**** PASSAGE TO READ ****
Lemonade is a local AI serving platform developed by AMD and its open-source community that brings multi-modal inference to developer workstations and consumer PCs. Unlike generic local LLM runners, Lemonade is built to take advantage of AMD's hardware stack where available. Current public copy emphasizes Ryzen AI, Radeon, and Strix Halo PCs, with CPU, GPU, and NPU backends selected for the workload. The practical value is hardware-aware local AI rather than a one-size-fits-all runtime.
The platform ships as a lightweight C++ binary with installers for Windows, Linux, and macOS, plus Docker images for containerized workflows. At its core sits a local server with OpenAI, Anthropic, and Ollama-compatible API surfaces, so many applications can switch to Lemonade by changing endpoint configuration. Beyond chat completion, Lemonade supports image generation via Stable Diffusion, speech-to-text via Whisper, text-to-speech via Kokoro, and embedding and reranking endpoints. Experimental cloud offload can route selected work to compatible providers when local execution is not enough.
**** MATERIAL PROVIDED ****
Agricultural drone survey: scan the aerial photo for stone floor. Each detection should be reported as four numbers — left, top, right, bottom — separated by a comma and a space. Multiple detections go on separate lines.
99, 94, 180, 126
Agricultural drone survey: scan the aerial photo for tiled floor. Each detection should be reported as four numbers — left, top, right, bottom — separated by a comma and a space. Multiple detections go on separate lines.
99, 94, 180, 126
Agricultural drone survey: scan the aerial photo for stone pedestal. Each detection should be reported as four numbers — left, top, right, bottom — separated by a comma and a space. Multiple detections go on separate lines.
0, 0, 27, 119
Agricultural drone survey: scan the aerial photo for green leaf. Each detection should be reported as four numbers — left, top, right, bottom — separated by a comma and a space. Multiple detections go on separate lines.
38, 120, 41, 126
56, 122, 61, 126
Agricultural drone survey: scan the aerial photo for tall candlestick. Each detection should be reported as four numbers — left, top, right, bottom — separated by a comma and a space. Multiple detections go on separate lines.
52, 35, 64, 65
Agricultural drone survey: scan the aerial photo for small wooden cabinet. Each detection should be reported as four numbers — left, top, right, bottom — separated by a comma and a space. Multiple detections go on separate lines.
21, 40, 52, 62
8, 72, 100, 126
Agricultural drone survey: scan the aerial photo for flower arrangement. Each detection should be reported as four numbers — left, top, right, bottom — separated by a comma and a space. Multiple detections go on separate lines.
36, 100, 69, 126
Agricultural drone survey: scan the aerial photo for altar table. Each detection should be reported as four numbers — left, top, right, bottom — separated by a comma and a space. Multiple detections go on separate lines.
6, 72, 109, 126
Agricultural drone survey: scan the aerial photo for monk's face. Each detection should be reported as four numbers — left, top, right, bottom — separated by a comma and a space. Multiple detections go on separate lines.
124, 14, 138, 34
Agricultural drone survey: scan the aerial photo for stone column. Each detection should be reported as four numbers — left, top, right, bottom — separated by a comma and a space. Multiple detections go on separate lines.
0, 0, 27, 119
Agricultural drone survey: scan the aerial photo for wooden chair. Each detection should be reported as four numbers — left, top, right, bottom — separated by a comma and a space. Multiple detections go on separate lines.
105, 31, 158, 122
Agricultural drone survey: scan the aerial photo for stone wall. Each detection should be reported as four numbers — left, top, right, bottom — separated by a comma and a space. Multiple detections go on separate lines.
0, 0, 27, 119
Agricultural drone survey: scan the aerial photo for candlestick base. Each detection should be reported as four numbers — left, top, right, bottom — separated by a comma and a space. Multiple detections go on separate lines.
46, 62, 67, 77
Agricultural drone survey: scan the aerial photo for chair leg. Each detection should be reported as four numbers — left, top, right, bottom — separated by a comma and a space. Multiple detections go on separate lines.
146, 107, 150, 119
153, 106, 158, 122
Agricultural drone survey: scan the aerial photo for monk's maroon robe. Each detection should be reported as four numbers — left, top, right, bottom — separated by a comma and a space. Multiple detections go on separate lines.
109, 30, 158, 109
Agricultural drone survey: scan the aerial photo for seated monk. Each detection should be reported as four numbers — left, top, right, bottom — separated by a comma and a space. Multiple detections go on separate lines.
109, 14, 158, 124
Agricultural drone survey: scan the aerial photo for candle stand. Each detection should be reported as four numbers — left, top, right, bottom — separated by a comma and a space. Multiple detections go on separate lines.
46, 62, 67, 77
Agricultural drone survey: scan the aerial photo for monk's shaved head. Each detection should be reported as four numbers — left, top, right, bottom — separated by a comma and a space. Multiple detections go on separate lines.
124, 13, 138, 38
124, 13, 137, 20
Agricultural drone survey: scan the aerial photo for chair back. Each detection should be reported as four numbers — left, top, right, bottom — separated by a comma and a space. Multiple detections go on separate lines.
****
WORK REQUEST: Rewrite the Lemonade passage from "The platform ships" up to and including "is not enough.", swapping "lightweight" for "compact". The data above comes from a different source than the text.

ANSWER TO THIS PROBLEM:
The platform ships as a compact C++ binary with installers for Windows, Linux, and macOS, plus Docker images for containerized workflows. At its core sits a local server with OpenAI, Anthropic, and Ollama-compatible API surfaces, so many applications can switch to Lemonade by changing endpoint configuration. Beyond chat completion, Lemonade supports image generation via Stable Diffusion, speech-to-text via Whisper, text-to-speech via Kokoro, and embedding and reranking endpoints. Experimental cloud offload can route selected work to compatible providers when local execution is not enough.